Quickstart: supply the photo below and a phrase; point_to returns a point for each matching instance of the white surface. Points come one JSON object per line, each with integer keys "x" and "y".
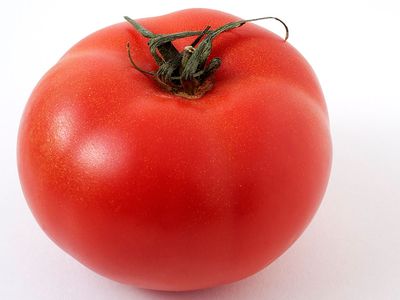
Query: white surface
{"x": 352, "y": 248}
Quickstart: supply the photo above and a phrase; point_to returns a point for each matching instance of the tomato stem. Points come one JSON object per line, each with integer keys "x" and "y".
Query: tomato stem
{"x": 187, "y": 73}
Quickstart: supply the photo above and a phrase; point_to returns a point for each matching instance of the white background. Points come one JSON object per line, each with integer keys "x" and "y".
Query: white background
{"x": 351, "y": 250}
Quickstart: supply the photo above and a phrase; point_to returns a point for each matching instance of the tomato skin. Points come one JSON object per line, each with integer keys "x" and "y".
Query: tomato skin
{"x": 167, "y": 193}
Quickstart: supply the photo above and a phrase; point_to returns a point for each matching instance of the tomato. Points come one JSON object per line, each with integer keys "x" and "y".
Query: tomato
{"x": 162, "y": 192}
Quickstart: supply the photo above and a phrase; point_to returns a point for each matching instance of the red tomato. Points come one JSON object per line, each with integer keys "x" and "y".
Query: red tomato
{"x": 162, "y": 192}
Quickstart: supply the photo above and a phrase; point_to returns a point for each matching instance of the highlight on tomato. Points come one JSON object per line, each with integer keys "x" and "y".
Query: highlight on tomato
{"x": 176, "y": 152}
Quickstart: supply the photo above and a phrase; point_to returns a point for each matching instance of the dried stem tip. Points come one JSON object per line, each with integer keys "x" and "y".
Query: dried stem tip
{"x": 186, "y": 73}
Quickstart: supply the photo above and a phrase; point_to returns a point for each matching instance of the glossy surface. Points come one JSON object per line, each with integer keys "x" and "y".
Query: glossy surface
{"x": 160, "y": 192}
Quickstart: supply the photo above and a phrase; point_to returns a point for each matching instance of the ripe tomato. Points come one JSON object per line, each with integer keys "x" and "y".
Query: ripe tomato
{"x": 167, "y": 193}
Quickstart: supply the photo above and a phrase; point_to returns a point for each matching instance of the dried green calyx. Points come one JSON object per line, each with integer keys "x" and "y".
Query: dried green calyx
{"x": 188, "y": 73}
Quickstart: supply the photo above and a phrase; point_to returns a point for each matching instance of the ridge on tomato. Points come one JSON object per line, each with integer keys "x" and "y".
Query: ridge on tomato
{"x": 163, "y": 192}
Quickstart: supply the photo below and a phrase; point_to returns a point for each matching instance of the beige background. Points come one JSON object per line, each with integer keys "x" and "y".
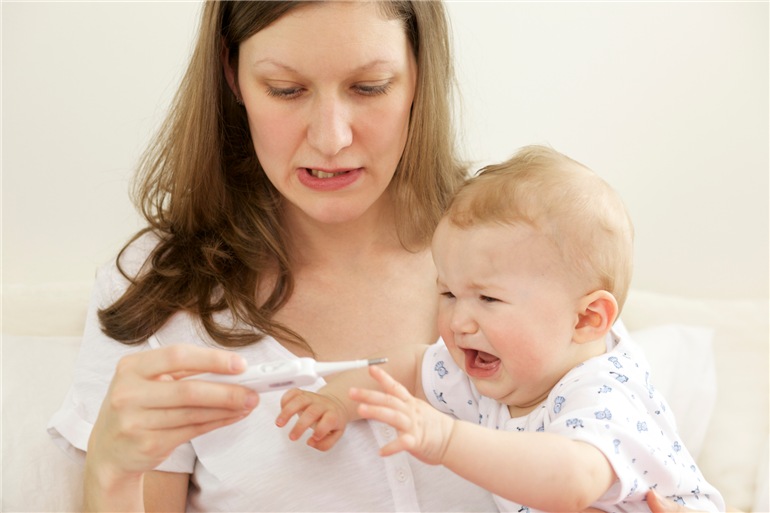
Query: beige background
{"x": 668, "y": 101}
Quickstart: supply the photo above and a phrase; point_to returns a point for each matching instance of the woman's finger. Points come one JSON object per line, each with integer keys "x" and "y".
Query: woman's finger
{"x": 133, "y": 390}
{"x": 174, "y": 418}
{"x": 183, "y": 360}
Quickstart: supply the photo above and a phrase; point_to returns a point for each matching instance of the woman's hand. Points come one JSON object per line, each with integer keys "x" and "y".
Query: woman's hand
{"x": 325, "y": 414}
{"x": 149, "y": 411}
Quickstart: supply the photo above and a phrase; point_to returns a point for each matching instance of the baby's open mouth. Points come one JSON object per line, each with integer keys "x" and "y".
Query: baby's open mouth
{"x": 479, "y": 363}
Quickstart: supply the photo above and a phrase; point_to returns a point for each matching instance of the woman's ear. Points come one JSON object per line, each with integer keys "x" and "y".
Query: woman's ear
{"x": 230, "y": 72}
{"x": 597, "y": 312}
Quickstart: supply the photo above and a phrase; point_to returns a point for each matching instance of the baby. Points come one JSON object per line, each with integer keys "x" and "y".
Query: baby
{"x": 532, "y": 394}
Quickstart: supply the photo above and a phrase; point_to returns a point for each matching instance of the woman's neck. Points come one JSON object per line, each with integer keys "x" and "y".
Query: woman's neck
{"x": 312, "y": 243}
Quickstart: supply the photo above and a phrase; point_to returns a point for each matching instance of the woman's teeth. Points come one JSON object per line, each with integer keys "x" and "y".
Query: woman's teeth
{"x": 323, "y": 174}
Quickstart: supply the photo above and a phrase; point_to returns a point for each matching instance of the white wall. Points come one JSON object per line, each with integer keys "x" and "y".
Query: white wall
{"x": 667, "y": 101}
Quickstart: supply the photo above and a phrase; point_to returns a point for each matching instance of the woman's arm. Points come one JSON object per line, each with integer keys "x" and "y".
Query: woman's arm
{"x": 149, "y": 411}
{"x": 166, "y": 491}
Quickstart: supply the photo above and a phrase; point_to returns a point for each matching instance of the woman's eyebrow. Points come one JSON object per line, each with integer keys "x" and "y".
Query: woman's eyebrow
{"x": 377, "y": 63}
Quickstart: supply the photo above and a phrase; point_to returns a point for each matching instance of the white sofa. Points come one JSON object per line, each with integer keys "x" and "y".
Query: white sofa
{"x": 710, "y": 357}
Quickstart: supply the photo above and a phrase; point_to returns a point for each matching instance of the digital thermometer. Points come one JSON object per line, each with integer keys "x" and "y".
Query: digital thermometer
{"x": 282, "y": 374}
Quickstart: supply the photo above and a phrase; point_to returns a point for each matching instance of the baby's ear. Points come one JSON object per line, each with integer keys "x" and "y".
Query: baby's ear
{"x": 596, "y": 314}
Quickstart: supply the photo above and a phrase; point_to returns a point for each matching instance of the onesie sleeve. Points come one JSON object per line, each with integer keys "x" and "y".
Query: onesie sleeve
{"x": 611, "y": 404}
{"x": 70, "y": 427}
{"x": 447, "y": 388}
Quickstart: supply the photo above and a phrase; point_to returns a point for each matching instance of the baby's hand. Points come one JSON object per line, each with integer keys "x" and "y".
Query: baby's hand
{"x": 324, "y": 414}
{"x": 423, "y": 431}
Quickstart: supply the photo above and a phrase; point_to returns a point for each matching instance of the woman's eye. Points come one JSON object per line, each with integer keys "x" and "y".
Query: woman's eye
{"x": 284, "y": 92}
{"x": 372, "y": 89}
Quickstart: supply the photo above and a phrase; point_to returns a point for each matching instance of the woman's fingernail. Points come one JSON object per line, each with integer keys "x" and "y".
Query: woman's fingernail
{"x": 237, "y": 363}
{"x": 252, "y": 399}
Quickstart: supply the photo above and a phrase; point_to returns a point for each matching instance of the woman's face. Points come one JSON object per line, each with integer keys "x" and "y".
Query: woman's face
{"x": 328, "y": 90}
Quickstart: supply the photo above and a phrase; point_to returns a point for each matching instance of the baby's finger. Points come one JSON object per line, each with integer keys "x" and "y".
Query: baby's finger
{"x": 402, "y": 443}
{"x": 327, "y": 442}
{"x": 326, "y": 425}
{"x": 394, "y": 418}
{"x": 292, "y": 403}
{"x": 306, "y": 419}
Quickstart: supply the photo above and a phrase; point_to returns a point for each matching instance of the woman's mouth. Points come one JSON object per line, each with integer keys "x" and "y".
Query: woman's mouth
{"x": 324, "y": 174}
{"x": 479, "y": 364}
{"x": 328, "y": 180}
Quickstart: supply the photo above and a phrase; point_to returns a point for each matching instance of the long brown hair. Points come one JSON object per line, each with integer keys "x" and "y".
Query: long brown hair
{"x": 217, "y": 216}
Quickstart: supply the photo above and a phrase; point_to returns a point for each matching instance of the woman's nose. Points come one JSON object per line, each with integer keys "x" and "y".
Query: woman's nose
{"x": 330, "y": 129}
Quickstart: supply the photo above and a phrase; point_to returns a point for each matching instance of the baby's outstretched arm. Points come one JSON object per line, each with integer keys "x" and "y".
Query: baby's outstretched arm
{"x": 546, "y": 471}
{"x": 423, "y": 431}
{"x": 326, "y": 413}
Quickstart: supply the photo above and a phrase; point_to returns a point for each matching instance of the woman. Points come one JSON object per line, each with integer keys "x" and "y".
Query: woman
{"x": 290, "y": 197}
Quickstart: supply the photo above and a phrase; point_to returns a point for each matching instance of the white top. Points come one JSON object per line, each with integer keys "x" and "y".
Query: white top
{"x": 608, "y": 402}
{"x": 252, "y": 465}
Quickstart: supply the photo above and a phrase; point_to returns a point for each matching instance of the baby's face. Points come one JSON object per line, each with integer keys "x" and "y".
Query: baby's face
{"x": 507, "y": 309}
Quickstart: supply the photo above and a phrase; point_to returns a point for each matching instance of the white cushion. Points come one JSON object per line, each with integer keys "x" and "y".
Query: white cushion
{"x": 37, "y": 475}
{"x": 682, "y": 369}
{"x": 736, "y": 438}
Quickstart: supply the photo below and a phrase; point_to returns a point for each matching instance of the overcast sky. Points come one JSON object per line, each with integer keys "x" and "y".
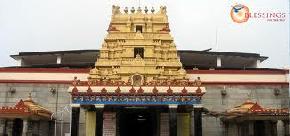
==============================
_What is required_.
Copy the data word for word, starting at the line that contains "of the woman." and continuing through the end of the data, with both ends included. Omit the pictures.

_Written solution_.
Quickstart: supply the photo above and a phrase; point_to returns a point for each matching instance of the woman. Points come one JSON object per line, each with integer keys "x" and "y".
Query: woman
{"x": 290, "y": 197}
Quickstart: supply the photo above and a phrase; point_to returns a point for each matching instance of the white top. Points come one JSON object per line, each with integer keys "x" and "y".
Query: white top
{"x": 608, "y": 402}
{"x": 252, "y": 465}
Quickstart: supply the photo above and a phrase; point_to returns a point for each matching instance of the baby's face. Points come one JSON object per line, each with integer keys "x" and "y".
Query: baby's face
{"x": 507, "y": 309}
Quickstart: supply the photo above and a phrase; point_to returns a point for each matching instance of the white cushion. Points come one JSON object per line, each with integer keys "x" and "y".
Query: white cushion
{"x": 37, "y": 475}
{"x": 682, "y": 369}
{"x": 736, "y": 438}
Quickstart: supply the photo below and a phrase; point_to returns a point for each matching instance of the overcast sky. Points come one JSON object per line, each with integer keys "x" and "y".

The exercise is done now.